_SHORT EXERCISE 1_: Summarize the post on Mormon posthumous baptism in two sentences.
_SHORT EXERCISE 2_: In the post on Mormon posthumous baptism, whom is Elie Wiesel trying to get to denounce the practice?

## START DOCUMENT PASSAGE

Picture this event: You're standing around a tub that looks something like this:
One Mormon acts as a proxy for the deceased. Let's imagine that a little Mormon girl wears a nametag that says 'Anne Frank'. A Mormon priest says some words at this girl, she is bewetted, and then the ceremony ends.
Why is that offensive?
First of all, it's not as if you were required to attend; they didn't do it on your front lawn. Some people you've never met said some words at a little girl you don't know at a location at which you've never been. That hardly seems offensive.
Second of all, if you're a jew, then you think Mormons are full of shit. Theologically, you aren't worried that this act is going to suck Anne Frank out of Jewish heaven and place her in Mormon Paradise; the act doesn't do anything to Anne Frank. It is, in every sense, an empty gesture.
So why the fuck does this matter; why get offended about this? I can understand being offended by Nazis, since they did something to Jews. But a bunch of Mormons saying some words at a wet girl wearing an 'Anne Frank' nametag? That seems laughable and goofy rather than offensive.
The fact that Elie Wiesel cares about this, that he's trying to get Romney to denounce it, seems to indicate that Weisel takes this kind of thing seriously. And if he takes Mormon posthumous baptism seriously, then that probably means that he takes Mormonism seriously.
Which would an odd thing for Elie Wiesel to do.

## END DOCUMENT PASSAGE
## START DATA SECTION

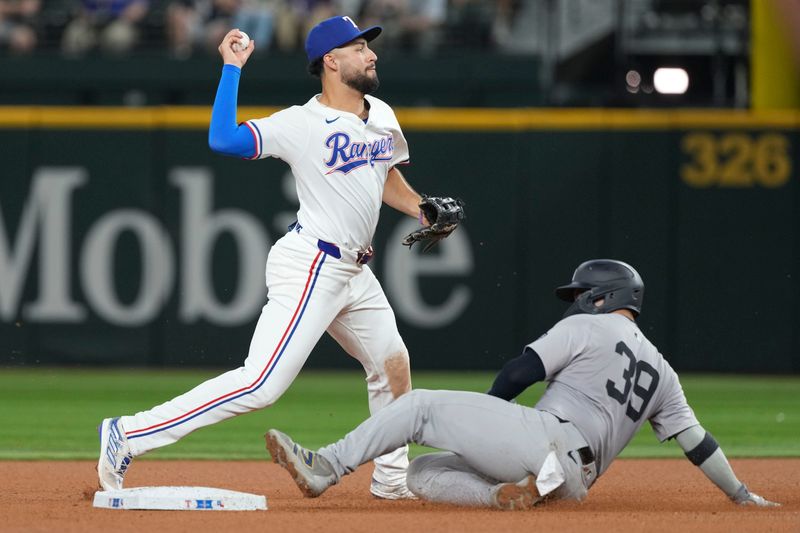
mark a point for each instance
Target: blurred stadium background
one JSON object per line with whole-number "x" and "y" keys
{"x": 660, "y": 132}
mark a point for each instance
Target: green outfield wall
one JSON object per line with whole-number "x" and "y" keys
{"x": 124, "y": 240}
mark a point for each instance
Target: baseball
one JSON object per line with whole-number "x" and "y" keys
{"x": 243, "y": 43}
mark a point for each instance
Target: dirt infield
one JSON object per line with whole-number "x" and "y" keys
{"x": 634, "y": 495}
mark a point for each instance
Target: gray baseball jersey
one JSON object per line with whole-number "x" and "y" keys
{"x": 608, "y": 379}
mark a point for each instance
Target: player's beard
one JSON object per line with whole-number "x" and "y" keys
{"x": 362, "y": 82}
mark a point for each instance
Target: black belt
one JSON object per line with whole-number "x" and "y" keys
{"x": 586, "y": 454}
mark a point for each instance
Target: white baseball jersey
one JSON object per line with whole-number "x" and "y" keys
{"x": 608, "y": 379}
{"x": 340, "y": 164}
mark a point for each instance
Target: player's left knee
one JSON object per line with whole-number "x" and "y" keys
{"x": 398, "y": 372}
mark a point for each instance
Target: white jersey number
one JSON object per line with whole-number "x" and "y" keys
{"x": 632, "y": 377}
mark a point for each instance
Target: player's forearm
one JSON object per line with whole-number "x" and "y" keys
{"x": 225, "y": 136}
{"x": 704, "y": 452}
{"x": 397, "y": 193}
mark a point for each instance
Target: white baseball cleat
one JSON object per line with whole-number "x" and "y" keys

## END DATA SECTION
## START DATA SECTION

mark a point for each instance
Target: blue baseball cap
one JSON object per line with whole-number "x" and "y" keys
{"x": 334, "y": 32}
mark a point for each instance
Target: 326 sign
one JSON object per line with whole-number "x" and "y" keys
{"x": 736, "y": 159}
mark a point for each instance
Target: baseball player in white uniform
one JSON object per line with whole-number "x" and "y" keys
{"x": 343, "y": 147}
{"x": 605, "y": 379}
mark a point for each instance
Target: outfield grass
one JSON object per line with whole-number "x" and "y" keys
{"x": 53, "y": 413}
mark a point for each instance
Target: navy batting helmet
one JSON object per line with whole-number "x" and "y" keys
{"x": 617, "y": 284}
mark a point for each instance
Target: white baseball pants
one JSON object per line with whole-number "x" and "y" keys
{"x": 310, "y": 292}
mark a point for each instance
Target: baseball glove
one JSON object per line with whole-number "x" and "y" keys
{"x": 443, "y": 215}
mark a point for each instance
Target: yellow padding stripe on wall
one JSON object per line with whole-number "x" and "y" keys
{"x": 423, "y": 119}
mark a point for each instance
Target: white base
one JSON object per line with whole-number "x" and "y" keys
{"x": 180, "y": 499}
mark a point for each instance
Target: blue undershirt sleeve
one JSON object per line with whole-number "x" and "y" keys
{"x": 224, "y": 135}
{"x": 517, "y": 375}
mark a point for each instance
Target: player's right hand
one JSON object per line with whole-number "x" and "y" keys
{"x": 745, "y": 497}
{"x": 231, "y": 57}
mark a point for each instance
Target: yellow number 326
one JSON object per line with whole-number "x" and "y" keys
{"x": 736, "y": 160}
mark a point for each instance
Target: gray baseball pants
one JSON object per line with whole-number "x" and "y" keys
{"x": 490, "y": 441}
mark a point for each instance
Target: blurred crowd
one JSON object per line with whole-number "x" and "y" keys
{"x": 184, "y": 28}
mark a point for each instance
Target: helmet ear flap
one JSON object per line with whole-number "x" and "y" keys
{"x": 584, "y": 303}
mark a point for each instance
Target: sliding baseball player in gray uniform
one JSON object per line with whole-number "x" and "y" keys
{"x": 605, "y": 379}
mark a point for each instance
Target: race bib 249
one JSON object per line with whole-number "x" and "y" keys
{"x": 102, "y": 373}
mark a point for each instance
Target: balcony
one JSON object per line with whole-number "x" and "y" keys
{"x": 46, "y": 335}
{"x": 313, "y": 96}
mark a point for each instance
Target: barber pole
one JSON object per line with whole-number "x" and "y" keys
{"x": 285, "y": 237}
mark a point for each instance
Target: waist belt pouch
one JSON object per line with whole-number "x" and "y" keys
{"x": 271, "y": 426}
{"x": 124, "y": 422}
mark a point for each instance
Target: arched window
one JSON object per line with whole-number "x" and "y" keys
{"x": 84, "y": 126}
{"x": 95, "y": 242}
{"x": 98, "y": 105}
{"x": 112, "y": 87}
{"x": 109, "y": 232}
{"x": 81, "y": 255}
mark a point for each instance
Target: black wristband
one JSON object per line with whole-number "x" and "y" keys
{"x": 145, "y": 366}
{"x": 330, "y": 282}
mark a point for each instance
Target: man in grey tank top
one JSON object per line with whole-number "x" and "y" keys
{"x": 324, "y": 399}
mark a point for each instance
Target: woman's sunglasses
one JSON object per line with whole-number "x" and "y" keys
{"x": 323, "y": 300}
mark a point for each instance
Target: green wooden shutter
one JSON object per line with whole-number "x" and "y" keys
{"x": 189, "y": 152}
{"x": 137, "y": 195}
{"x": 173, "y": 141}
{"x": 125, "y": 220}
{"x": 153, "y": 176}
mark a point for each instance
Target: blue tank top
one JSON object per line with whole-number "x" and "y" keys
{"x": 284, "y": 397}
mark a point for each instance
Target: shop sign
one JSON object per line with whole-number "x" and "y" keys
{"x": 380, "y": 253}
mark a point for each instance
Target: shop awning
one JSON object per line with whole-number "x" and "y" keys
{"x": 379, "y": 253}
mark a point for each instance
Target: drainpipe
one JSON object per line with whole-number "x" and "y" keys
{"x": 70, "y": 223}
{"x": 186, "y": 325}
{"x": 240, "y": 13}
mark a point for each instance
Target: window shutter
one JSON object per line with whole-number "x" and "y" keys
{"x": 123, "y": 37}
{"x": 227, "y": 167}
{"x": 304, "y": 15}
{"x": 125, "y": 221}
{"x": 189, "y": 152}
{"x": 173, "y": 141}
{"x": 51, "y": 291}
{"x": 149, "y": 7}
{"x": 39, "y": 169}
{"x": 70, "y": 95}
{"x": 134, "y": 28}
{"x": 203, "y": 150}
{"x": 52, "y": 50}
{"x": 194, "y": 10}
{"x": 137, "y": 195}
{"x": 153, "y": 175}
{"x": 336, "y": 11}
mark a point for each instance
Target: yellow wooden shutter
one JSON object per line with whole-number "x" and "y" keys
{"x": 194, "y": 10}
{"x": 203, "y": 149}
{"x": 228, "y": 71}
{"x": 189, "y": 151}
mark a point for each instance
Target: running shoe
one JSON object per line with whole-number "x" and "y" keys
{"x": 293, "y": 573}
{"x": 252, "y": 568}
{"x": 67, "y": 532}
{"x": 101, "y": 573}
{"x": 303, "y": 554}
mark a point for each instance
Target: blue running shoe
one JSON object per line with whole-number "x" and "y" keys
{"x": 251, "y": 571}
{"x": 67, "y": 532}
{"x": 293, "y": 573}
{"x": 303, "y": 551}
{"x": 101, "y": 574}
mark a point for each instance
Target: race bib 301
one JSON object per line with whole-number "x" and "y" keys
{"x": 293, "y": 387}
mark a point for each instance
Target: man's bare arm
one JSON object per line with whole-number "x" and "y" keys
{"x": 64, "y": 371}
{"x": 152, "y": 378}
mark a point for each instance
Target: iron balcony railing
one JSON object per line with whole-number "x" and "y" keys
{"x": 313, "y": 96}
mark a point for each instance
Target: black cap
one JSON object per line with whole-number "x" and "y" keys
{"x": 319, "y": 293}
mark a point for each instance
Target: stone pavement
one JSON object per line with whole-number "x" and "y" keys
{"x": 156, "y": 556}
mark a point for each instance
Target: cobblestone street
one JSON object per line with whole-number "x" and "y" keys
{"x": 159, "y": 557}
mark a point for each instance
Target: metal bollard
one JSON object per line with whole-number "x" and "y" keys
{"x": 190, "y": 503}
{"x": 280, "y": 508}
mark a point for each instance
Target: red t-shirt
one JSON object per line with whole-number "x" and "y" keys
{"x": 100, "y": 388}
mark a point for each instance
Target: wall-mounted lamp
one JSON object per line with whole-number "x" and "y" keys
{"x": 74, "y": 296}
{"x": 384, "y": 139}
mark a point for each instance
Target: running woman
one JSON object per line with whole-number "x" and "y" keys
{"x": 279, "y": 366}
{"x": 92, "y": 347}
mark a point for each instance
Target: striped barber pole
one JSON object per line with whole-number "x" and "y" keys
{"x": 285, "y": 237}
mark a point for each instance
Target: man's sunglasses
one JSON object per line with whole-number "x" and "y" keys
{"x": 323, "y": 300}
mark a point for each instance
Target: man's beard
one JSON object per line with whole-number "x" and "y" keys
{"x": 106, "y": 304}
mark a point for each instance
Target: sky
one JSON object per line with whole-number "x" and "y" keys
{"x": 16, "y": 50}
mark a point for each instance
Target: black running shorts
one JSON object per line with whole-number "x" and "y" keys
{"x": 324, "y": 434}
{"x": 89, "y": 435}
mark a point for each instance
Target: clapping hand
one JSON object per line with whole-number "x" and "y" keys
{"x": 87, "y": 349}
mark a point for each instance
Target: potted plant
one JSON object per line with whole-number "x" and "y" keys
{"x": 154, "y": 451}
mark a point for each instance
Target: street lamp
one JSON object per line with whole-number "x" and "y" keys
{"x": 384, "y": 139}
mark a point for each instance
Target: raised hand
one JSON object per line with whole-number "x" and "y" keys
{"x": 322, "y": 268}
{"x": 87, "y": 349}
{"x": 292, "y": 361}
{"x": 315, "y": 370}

## END DATA SECTION
## START DATA SECTION

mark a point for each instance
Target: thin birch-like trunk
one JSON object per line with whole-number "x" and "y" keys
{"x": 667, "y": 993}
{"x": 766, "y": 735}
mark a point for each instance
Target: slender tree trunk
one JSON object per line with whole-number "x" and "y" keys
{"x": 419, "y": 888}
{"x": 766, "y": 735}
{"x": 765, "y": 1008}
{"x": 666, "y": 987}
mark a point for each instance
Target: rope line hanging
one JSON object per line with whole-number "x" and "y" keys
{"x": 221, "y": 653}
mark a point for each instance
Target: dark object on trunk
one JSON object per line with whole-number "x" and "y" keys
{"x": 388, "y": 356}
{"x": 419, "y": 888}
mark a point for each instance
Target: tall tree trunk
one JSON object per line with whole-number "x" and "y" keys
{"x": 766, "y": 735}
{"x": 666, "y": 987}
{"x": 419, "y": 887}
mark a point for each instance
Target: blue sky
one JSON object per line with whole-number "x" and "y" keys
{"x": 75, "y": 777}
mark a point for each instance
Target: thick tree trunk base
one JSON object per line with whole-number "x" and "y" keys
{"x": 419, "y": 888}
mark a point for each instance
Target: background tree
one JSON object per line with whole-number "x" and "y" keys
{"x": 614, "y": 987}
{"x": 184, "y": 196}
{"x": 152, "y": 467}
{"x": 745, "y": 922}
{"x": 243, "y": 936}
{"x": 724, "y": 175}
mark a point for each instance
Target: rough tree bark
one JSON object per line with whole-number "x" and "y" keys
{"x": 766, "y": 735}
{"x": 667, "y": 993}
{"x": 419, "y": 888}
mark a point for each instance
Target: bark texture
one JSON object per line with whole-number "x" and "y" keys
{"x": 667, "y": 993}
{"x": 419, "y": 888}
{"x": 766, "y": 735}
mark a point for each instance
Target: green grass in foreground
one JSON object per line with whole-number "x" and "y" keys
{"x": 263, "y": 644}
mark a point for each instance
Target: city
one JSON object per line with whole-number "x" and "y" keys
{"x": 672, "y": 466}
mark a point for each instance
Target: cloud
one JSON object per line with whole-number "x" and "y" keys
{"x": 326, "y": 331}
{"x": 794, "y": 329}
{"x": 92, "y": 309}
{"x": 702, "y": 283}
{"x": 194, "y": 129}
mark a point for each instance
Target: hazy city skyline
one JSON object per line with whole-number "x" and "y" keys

## END DATA SECTION

_FINAL ANSWER 1_: The post describes a Mormon proxy baptism for a deceased person, imagining a girl wearing an 'Anne Frank' nametag, and argues the ceremony is not offensive because no one is required to attend and, for a Jew who rejects Mormon theology, it does nothing to the deceased. It adds that Elie Wiesel's effort to get Romney to denounce the practice suggests Wiesel takes Mormonism seriously, which the writer calls an odd thing for him to do.

_FINAL ANSWER 2_: Romney